YOUR GOAL: Working from the records beneath this line, reproduce each one exactly.
*** INPUT RECORDS Section Begins ***
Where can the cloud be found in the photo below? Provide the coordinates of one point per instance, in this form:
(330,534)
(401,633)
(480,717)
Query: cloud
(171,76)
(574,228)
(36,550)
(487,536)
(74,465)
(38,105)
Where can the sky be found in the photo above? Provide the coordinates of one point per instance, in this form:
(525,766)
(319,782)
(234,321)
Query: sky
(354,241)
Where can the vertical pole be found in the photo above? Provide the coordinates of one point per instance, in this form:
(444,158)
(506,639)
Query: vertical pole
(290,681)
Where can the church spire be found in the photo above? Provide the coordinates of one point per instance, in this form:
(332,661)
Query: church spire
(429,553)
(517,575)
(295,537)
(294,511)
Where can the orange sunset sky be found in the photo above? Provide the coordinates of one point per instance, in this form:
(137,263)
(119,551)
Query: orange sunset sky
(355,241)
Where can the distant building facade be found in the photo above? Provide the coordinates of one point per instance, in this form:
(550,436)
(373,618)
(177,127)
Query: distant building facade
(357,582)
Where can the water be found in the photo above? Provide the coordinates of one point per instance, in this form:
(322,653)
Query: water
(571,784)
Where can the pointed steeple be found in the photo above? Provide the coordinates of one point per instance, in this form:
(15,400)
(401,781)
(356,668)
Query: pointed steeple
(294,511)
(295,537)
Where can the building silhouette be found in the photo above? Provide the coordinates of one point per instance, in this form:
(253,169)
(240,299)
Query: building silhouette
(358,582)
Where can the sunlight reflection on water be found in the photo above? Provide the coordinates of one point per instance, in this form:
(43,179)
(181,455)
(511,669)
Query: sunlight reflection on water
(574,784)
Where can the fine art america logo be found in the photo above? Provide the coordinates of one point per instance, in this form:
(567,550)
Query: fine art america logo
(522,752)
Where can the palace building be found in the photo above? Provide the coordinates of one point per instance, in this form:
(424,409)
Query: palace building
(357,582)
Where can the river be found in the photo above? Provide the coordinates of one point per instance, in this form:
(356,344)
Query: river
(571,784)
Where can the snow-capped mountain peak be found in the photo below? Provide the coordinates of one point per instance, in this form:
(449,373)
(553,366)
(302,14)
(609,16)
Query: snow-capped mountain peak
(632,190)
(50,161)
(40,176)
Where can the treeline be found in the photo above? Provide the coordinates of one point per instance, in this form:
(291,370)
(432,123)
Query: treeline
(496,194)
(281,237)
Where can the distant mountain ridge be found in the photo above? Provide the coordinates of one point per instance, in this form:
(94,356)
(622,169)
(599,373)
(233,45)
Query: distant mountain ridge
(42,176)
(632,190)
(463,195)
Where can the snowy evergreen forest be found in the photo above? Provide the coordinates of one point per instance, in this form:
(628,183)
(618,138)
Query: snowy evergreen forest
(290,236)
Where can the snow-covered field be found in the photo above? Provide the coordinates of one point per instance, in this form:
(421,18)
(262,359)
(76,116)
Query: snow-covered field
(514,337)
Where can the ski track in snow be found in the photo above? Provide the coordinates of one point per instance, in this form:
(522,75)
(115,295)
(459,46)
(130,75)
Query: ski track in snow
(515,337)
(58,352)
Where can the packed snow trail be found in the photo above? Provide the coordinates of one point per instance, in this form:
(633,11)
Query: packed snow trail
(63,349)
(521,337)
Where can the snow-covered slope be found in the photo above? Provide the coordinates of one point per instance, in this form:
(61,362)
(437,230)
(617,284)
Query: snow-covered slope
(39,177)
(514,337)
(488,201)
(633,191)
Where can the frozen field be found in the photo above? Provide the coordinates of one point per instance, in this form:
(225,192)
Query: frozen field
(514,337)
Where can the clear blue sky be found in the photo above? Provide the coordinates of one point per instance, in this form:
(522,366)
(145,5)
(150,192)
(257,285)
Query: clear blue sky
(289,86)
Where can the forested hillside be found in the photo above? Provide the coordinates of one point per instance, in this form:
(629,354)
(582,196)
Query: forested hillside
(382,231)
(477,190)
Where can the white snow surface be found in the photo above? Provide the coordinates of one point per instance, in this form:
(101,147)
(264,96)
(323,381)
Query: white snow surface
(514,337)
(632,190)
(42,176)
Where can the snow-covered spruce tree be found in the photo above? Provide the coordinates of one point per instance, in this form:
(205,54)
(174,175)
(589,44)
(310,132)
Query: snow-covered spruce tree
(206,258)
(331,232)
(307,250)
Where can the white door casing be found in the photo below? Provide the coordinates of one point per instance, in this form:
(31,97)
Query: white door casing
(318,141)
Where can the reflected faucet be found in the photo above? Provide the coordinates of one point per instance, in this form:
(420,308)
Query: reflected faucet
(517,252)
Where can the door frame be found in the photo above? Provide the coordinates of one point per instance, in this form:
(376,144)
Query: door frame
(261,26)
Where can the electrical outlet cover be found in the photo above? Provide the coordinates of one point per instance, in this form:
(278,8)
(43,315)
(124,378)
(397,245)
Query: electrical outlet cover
*** INPUT RECORDS Section Ends ***
TASK RESULT:
Where can the cloud be found in the photo below? Provide the coordinates of one point per instance, in this form:
(330,534)
(401,633)
(480,717)
Query: cloud
(171,76)
(574,228)
(36,550)
(487,536)
(74,465)
(38,105)
Where can the sky be found in the photo above? Provide the coordinates of one point per instance, in this form:
(525,766)
(319,782)
(234,321)
Query: sky
(354,241)
Where can the vertical pole be found in the photo above? Provide the coordinates of one point per instance, in this form:
(444,158)
(506,639)
Query: vertical pole
(290,681)
Where can the church spire be found in the photo above? Provide the coordinates of one point per instance, in this form:
(332,661)
Query: church spire
(429,553)
(517,575)
(295,537)
(294,511)
Where can the orange sunset sky be found in the photo above? Provide the coordinates of one point per instance, in this form:
(137,263)
(119,551)
Query: orange sunset sky
(355,241)
Where can the distant building facade be found in the photo above? Provide the coordinates of one point per instance, in this form:
(550,436)
(373,618)
(177,127)
Query: distant building facade
(357,582)
Where can the water be found in the photo above? Provide the coordinates of one point per instance, in this form:
(322,653)
Query: water
(571,784)
Where can the pointed steeple be found in the photo above? Provide the coordinates of one point per instance, in this form:
(15,400)
(401,781)
(356,668)
Query: pointed steeple
(294,511)
(295,537)
Where can the building silhouette be found in the photo above? Provide the coordinates of one point per instance, in this form:
(253,169)
(240,299)
Query: building silhouette
(358,582)
Where can the sunlight reflection on water be found in the photo above? Provide the coordinates of one point per instance, in this form:
(43,179)
(181,455)
(511,669)
Query: sunlight reflection on water
(574,784)
Where can the fine art america logo be found in the photo above? Provide the coordinates of one point per instance, in this form:
(567,550)
Query: fine art america logo
(522,752)
Where can the palace building be found in the photo above? Provide the coordinates of one point per instance, in this form:
(424,409)
Query: palace building
(357,582)
Where can the river be found in the photo above? Provide the coordinates of one point per instance, in this form:
(356,344)
Query: river
(571,784)
Where can the snow-capped mountain peak be found in the photo below? Provide the coordinates of one point per instance, in this form:
(449,373)
(553,366)
(302,14)
(609,16)
Query: snow-capped mountain peak
(632,190)
(50,161)
(40,176)
Where can the treeline be found in the photo above? Provide the coordinates of one point per instance, in this form:
(291,370)
(432,123)
Query: treeline
(496,194)
(281,237)
Where can the distant mountain ridge be found in the photo above? Provide the coordinates of one point per instance, in this form:
(94,356)
(622,169)
(599,373)
(233,45)
Query: distant mountain ridge
(42,176)
(632,190)
(463,195)
Where can the snowy evergreen forest be found in the photo above? Provide the coordinates of one point per instance, in this form:
(628,183)
(618,138)
Query: snowy evergreen forest
(290,236)
Where can the snow-covered field be found in the photo above? Provide the coordinates of one point per instance, in this form:
(421,18)
(262,359)
(76,116)
Query: snow-covered field
(514,337)
Where can the ski track in snow be found in the photo above? Provide the coordinates of one point per instance, in this form:
(522,75)
(115,295)
(459,46)
(130,75)
Query: ski track in snow
(515,337)
(58,352)
Where can the packed snow trail be found in the photo above? Provide the coordinates of one point per instance, in this form:
(633,11)
Query: packed snow trail
(63,349)
(521,337)
Where can the snow-covered slope be found in the photo above? Provide the coordinates of one point per instance, in this form:
(61,362)
(437,230)
(617,284)
Query: snow-covered slope
(39,177)
(514,337)
(488,201)
(633,191)
Where can the frozen field be found in the photo above? Provide the coordinates of one point per instance, in this form:
(225,192)
Query: frozen field
(514,337)
Where can the clear blue sky be found in the photo above? Provide the coordinates of one point per instance, in this form:
(522,366)
(145,5)
(150,192)
(257,285)
Query: clear blue sky
(289,86)
Where can the forested hillside be found in the photo above? Provide the coordinates of one point per instance, in this form:
(629,354)
(582,196)
Query: forested hillside
(382,231)
(477,190)
Where can the white snow surface be found in the photo above? Provide the coordinates of one point per instance, in this form:
(101,147)
(264,96)
(323,381)
Query: white snow surface
(514,337)
(632,190)
(42,176)
Where can the snow-covered spruce tree be found in the photo above? Provide the coordinates of one point per instance, in this form:
(205,54)
(174,175)
(589,44)
(310,132)
Query: snow-covered spruce tree
(206,258)
(331,232)
(307,250)
Where can the white door casing be found in the photo below? Provide the coordinates of one point per instance, in this form:
(31,97)
Query: white door casing
(318,141)
Where can the reflected faucet be found in the photo above? Provide the coordinates of one point per instance, in this form:
(420,308)
Query: reflected faucet
(517,252)
Where can the door frame be found in the photo above? Provide the coordinates of one point per instance, in this form:
(376,144)
Query: door frame
(261,26)
Where can the electrical outlet cover be found in the photo above? Provide the coordinates of one point per instance, in this form:
(278,8)
(43,315)
(124,378)
(397,245)
Query: electrical outlet cover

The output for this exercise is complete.